----- Task input

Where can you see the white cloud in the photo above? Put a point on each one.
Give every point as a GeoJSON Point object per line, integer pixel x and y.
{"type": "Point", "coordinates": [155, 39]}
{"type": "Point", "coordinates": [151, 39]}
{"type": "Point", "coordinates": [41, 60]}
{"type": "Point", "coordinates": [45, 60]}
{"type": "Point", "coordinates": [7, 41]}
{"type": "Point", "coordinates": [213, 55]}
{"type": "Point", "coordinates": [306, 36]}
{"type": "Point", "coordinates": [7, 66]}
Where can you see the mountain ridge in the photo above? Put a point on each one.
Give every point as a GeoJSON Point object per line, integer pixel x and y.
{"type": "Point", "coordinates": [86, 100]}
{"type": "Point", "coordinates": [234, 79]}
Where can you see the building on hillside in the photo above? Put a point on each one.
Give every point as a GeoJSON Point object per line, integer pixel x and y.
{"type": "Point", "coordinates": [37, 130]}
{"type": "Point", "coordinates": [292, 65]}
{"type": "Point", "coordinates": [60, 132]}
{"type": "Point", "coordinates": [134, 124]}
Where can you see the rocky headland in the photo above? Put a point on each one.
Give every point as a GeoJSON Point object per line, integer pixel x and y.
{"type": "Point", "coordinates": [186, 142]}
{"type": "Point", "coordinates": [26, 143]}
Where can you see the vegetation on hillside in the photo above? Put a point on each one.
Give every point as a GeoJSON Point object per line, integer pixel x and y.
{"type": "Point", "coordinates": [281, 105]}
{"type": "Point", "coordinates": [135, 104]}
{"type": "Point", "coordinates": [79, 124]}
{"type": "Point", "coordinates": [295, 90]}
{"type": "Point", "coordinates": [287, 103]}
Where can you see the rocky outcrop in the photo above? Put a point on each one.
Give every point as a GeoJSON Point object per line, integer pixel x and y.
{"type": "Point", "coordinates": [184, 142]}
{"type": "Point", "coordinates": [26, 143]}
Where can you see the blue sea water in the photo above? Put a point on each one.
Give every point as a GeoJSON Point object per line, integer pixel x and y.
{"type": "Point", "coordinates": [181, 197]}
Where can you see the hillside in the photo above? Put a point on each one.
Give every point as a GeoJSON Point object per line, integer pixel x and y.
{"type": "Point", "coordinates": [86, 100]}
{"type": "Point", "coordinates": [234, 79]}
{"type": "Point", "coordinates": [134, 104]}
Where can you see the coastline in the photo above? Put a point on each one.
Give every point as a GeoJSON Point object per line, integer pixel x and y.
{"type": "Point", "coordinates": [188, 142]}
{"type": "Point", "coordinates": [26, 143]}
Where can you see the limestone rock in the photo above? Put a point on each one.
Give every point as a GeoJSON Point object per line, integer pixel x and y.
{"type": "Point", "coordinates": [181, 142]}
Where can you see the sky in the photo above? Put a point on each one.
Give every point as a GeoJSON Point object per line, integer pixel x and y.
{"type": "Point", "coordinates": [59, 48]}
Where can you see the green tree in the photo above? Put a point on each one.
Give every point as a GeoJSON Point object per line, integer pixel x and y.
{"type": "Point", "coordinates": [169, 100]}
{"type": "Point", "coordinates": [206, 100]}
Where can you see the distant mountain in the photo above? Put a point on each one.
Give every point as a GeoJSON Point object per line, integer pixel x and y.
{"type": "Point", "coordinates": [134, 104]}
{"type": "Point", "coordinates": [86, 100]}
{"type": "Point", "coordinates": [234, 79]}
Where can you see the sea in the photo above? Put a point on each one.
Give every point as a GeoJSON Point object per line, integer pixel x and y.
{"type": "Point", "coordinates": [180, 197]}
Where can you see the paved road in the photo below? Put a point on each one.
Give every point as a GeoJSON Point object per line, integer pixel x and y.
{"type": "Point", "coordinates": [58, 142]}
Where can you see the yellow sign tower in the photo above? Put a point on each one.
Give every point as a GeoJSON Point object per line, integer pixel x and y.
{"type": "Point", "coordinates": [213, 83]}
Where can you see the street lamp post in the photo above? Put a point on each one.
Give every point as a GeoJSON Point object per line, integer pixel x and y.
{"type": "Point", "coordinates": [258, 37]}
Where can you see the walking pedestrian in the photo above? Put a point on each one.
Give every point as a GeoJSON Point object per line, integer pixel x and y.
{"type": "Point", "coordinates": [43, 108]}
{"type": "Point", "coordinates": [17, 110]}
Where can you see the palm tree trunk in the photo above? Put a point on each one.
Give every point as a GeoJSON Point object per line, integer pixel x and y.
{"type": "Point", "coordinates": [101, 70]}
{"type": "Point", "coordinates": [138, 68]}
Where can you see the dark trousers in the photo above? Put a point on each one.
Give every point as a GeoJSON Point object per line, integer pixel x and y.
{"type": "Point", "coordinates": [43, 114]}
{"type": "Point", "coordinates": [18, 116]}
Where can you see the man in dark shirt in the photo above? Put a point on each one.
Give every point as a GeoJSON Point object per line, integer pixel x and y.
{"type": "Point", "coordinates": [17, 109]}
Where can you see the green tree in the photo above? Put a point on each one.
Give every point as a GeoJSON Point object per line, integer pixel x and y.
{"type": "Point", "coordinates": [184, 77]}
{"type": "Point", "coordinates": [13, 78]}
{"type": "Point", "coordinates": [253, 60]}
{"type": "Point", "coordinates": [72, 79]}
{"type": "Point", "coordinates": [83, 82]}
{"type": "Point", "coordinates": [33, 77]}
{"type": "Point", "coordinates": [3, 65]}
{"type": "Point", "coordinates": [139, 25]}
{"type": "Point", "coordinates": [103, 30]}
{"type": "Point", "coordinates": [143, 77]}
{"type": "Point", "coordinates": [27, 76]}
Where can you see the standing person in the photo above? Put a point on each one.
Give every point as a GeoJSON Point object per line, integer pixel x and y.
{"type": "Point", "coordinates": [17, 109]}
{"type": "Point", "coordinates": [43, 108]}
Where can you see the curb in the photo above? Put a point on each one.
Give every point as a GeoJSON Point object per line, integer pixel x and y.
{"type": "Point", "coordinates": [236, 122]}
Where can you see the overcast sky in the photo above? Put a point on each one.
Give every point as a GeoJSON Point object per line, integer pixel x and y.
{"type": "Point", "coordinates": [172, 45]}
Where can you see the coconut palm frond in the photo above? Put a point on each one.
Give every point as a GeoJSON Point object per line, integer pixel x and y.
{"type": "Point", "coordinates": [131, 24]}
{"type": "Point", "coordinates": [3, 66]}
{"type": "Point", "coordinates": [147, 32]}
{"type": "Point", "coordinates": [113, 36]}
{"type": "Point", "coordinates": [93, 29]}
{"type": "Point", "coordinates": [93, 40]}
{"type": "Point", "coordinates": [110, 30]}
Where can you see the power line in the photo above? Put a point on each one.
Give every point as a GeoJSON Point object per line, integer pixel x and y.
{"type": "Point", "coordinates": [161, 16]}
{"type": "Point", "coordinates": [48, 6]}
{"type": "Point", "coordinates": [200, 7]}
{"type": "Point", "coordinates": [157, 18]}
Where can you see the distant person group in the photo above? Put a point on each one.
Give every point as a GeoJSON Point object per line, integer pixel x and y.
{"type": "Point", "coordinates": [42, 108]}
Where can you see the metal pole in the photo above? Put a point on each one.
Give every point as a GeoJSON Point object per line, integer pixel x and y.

----------

**Your objective:** Beginning with the line that contains "Where can you see the metal", set down every line through the end of the data without change.

**Solved exercise:**
Where can you see the metal pole in the photo above? Put a point on each one.
Give every point as a GeoJSON Point object per line, integer pixel x and y.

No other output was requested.